[WRITTEN TASK]:
Repeat exactly the lines of the listing from the line containing "TARGET: green foliage" through its last line, and nothing beyond them.
━━ SOURCE RECORDS
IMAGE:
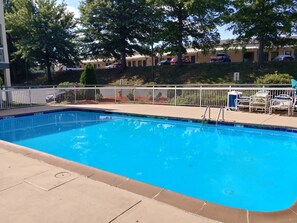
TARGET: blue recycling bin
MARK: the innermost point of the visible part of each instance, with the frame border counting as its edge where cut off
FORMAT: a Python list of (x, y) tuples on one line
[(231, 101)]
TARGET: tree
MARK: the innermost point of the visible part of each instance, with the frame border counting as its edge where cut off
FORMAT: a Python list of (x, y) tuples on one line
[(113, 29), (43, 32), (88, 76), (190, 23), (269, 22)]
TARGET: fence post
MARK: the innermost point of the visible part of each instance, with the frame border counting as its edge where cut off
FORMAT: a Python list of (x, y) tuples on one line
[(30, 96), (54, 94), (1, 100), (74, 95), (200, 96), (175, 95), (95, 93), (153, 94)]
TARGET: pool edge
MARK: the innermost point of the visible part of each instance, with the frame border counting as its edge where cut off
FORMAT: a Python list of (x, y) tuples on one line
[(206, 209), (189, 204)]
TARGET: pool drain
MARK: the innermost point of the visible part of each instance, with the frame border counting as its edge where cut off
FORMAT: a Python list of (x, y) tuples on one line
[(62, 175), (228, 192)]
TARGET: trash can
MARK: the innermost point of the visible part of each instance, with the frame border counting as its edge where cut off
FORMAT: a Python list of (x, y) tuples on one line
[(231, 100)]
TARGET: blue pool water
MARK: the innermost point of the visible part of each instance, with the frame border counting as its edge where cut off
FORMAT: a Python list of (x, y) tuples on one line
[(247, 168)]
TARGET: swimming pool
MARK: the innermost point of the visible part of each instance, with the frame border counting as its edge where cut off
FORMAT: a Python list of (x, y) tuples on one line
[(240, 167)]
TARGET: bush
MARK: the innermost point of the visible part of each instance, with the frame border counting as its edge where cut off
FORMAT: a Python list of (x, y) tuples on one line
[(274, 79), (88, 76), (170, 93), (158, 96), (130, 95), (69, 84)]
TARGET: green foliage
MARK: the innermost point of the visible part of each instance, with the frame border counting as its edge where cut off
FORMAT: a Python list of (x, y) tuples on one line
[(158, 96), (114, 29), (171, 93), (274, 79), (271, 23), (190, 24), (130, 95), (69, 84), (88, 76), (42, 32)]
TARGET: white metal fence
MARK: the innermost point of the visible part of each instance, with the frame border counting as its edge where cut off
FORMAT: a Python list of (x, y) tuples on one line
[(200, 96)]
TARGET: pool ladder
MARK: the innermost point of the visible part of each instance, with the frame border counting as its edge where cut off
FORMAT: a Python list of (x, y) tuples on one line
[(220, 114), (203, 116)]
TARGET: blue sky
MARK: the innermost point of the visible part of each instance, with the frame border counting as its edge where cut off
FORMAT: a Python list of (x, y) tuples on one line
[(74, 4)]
━━━━
[FULL OUTPUT]:
TARGET: green foliage
MARK: the innermost point of the visible part of each instance, with the frame border counting as its edge where cut off
FORMAT: a Python list of (x, y) tuples on one line
[(158, 96), (114, 29), (171, 93), (274, 79), (271, 23), (190, 24), (130, 95), (69, 84), (88, 76), (42, 32)]
TARGET: white metal fence
MARK: the innermost point of the visible part of each instance, with the frame border counting as its edge where cut off
FORMAT: a Python list of (x, y) tuples on one line
[(200, 96)]
TARGET: pool ladder
MARK: the innermost point of the visible part of each instance, with the frame border counting as its edge where cut off
FORMAT: a Python list of (x, y) tuples on one line
[(220, 114), (203, 116)]
TARGET: blue sky
MARK: the innermost point of the visible part of each instance, with the frame border counting as its edge where cut off
FORMAT: a Python list of (x, y) tuples on one line
[(74, 4)]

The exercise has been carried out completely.